▶ What you are asked to do
Rewrite every line of the records below, replacing "split by a single space" with "separated by one space" wherever it appears and leaving all other text unchanged.

[Point annotation dataset records]
________________________________________

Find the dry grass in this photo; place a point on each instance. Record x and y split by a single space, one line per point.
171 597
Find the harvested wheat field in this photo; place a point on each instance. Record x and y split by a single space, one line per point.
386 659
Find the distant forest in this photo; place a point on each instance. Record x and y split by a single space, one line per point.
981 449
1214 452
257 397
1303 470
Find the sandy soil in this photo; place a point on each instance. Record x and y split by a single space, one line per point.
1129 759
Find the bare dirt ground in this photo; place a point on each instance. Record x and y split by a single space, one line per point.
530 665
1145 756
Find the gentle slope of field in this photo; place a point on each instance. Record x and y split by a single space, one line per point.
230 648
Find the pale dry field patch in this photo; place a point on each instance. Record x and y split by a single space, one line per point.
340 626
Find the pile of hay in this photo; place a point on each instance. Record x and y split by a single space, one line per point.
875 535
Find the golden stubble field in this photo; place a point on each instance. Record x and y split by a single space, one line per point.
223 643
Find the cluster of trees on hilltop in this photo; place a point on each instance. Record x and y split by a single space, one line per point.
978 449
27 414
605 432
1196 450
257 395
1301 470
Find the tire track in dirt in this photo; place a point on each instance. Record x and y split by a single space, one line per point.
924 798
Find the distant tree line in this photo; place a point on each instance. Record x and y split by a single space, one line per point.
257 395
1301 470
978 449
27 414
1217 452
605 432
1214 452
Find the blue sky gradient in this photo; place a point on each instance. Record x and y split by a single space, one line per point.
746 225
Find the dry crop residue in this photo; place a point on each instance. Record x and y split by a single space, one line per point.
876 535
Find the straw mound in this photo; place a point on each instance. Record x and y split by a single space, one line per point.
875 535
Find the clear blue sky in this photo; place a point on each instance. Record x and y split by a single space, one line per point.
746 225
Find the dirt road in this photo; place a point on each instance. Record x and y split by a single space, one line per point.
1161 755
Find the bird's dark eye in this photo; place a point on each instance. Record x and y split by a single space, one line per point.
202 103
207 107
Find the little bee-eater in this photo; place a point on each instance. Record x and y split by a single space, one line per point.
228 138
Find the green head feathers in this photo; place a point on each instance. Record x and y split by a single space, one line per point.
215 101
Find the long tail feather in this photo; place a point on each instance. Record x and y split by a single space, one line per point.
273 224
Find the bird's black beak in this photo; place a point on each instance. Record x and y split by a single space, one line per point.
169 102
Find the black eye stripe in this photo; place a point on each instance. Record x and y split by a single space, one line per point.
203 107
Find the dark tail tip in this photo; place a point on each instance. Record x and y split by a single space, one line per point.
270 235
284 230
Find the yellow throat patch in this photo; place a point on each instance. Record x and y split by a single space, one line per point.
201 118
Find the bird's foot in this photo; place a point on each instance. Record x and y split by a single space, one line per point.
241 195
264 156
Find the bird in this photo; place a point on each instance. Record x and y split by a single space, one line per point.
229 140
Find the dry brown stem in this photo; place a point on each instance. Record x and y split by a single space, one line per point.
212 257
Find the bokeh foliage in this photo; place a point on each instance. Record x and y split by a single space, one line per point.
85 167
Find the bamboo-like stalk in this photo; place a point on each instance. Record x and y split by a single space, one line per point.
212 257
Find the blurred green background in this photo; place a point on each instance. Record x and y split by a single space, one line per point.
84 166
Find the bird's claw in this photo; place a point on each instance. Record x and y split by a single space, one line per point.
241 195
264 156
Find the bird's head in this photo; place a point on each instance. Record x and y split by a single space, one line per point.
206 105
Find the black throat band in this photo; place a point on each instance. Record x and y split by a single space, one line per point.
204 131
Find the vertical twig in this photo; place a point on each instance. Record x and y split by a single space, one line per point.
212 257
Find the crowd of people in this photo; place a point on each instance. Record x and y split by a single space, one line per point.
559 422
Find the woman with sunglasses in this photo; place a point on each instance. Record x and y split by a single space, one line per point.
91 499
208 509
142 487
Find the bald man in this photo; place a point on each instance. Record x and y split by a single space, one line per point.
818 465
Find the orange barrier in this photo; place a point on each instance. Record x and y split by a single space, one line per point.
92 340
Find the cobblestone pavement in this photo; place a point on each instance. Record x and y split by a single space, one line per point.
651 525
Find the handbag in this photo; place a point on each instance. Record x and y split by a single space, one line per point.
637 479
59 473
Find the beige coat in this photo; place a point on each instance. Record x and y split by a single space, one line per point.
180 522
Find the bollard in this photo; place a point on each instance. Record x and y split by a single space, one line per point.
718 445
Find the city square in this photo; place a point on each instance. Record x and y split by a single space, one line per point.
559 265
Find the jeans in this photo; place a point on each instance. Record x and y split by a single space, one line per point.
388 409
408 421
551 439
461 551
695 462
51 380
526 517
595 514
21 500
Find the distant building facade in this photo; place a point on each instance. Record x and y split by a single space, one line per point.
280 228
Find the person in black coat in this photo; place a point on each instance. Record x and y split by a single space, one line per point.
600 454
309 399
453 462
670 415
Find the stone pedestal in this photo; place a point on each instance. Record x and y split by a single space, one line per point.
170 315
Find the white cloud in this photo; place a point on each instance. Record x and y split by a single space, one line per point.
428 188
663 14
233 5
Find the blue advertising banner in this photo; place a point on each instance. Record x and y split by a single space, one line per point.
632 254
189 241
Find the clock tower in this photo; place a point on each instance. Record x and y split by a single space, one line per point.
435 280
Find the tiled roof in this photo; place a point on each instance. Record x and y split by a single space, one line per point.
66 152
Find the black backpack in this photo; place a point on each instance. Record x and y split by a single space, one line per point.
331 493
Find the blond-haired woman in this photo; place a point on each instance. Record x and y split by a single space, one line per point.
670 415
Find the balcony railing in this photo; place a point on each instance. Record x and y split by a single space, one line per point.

________________________________________

▶ Result of the exercise
Find the dry grass in this photo; place a point on each instance. Record x and y separated by one space, one line per point.
171 597
Find the harvested wheat field in this photo; place a point on each instance. Record x and y separated by one space, one line per point.
386 659
Find the distant forest in this photo; place a point on each instance. Record x and y separated by one space, one line per point.
981 449
1214 452
257 397
1303 470
Find the sandy soil in this photo; place a point on each instance. Record x and y separated by one space, one line per point.
1129 759
Find the bare dirt ground in this photo; place a point on each instance. Record x and y separated by one space, one line per point.
530 665
1145 756
Find the gentle slope of field in this photo; place a point on each instance. Record x and y separated by one space, one line per point.
230 648
Find the pale dry field patch in this photo; place a point on each instance. Record x and y separated by one space, one line per point.
340 626
Find the pile of hay in this photo; place a point on each instance. Record x and y separated by one space, one line per point.
875 535
Find the golden stubble field in this photo; place a point on each instance. Record x and y separated by one space, one line per point.
223 643
Find the cluster of trees on hilltop in this photo; place a point on each instance. Record x and y separated by one space, one line per point.
978 449
27 414
605 432
1196 450
257 395
1301 470
Find the tire track in dirt in this photo; place a point on each instance. Record x and y separated by one space, one line per point.
924 798
Find the distant tree line in this photo; place a point on each instance. Record x and y separated by one space, one line per point.
257 395
1301 470
978 449
27 414
1217 452
605 432
1214 452
Find the blue sky gradient in this photo; place a point on each instance. Record x and y separated by one space, one line per point.
746 225
Find the dry crop residue in this photo; place a point on each instance. Record x and y separated by one space, one line per point.
876 535
Find the straw mound in this photo; place a point on each instance. Record x and y separated by one space, one line per point.
875 535
Find the clear blue sky in this photo; place a point on each instance. Record x and y separated by one space, one line per point.
746 225
Find the dirt road in this photo; place a point on each instance. Record x and y separated by one space, one line per point.
1161 755
Find the bird's dark eye in this photo; place a point on each instance. Record x and y separated by one space, one line per point.
202 103
207 107
Find the little bee-eater in this photo; place a point on each instance. Record x and y separated by one space, one line per point.
228 138
Find the green head feathers in this photo; place a point on each instance. Record x and y separated by one space, one line per point.
215 101
Find the long tail feather in this photo; place a point on each instance. Record x and y separated by one space, one line per point.
273 224
Find the bird's black beak in this photo; place a point on each instance. Record x and y separated by one space, one line per point.
169 102
Find the black eye stripe in this photo; place a point on each instance. Record x and y separated by one space, one line per point.
203 107
Find the dark tail tip in this photo; place a point on each instance. Record x and y separated by one space, one line per point.
270 235
284 230
Find the yellow throat patch in this photo; place a point on each instance. Record x and y separated by one space, one line per point.
201 118
Find the bird's foot in this photo; place a point on each instance. Record x and y separated by one space, one line per point.
241 195
264 156
Find the bird in this photo; place a point on each instance. Record x and y separated by one space, one line per point.
229 140
Find the dry brown stem in this photo; place a point on each instance. Record x and y separated by one space, one line per point.
212 257
Find the bokeh foliage in this photo; place a point on each instance. Record x and y separated by one space, one line per point.
85 167
Find the bamboo-like stalk in this photo; place a point on each instance. Record x and y separated by one space, one line per point.
212 257
Find the blurred green background in this photo; place a point on each instance. Record x and y separated by one space, one line per point.
84 166
Find the bird's claw in this photo; place a point on each instance. Record x and y separated by one space, one line per point.
241 195
264 156
Find the bird's head in this photo; place a point on each instance. Record x and y separated by one space, one line per point.
206 105
Find the black throat band in this photo; place a point on each instance. Record x and y separated by one space, one line per point.
204 131
Find the vertical twig in this photo; place a point on each instance. Record x and y separated by one space, one line per point.
212 257
Find the crowd of people in this photo; place a point on each instance. Record x and y separated by one space, one line per point.
559 422
Find the woman with sunglasses in this photo; place a point on each instance. Record x and y separated by one space, one line per point.
91 499
208 509
142 487
Find the bald man in this photo; place a point on each instance. Record x and y separated by one space, one line per point.
818 465
Find the orange barrier in this photo; place a point on each instance. Record x and y separated by one space, one line per point.
92 340
Find the cobblestone pavement in this photo; place a point on each instance. Record x and y separated by one space, one line per point.
651 525
Find the handbag in this photo; place a point on each instance. Record x and y separated by one space, one line per point.
637 479
59 473
Find the beige coat in this photo; place a point on each instance. Record x and y separated by one space, one line per point.
180 522
Find the bollard in this photo; place a point on each instance. Record x and y separated by one space, one line per point.
718 445
Find the city square in this photo; place a point on each instance. Record x and y separated by one space, one line per point.
559 265
Find the jeans in this photo; place a point on each instance. Record x and y separated by one space, one line per point.
388 409
408 421
551 439
461 551
695 462
51 380
526 517
595 514
21 500
Find the distant building facade in this photo; place a point on each instance. Record x and y separated by one space, one line per point.
280 228
Find the person in black coat in this photo; place a point on each instance. Record x and y separated by one space, one line per point.
600 454
309 399
453 462
670 415
Find the stone pedestal in this photo; place a point on each instance. Record x and y separated by one space, one line per point.
170 315
Find the white cloud in this photo; place a point on each instance. Record x and y separated by one space, one line per point.
428 188
663 14
233 5
Find the blue advertising banner in this photo; place a point on each instance. Record x and y separated by one space, one line per point.
632 254
189 241
Find the clock tower in this photo; place a point on each instance. Record x and y separated by one space, one line per point.
435 280
Find the tiled roof in this photo; place a point on each instance. Record x and y separated by one space, one line per point.
66 152
Find the black backpack in this photo; place a point on each instance. Record x and y separated by one space, one line per point.
331 493
Find the blond-haired woman in this photo; place a point on each instance. Record x and y separated by one space, one line per point.
670 415
Find the balcony railing in this photo; place a point on each instance. Record x and y separated by one space, one line per point.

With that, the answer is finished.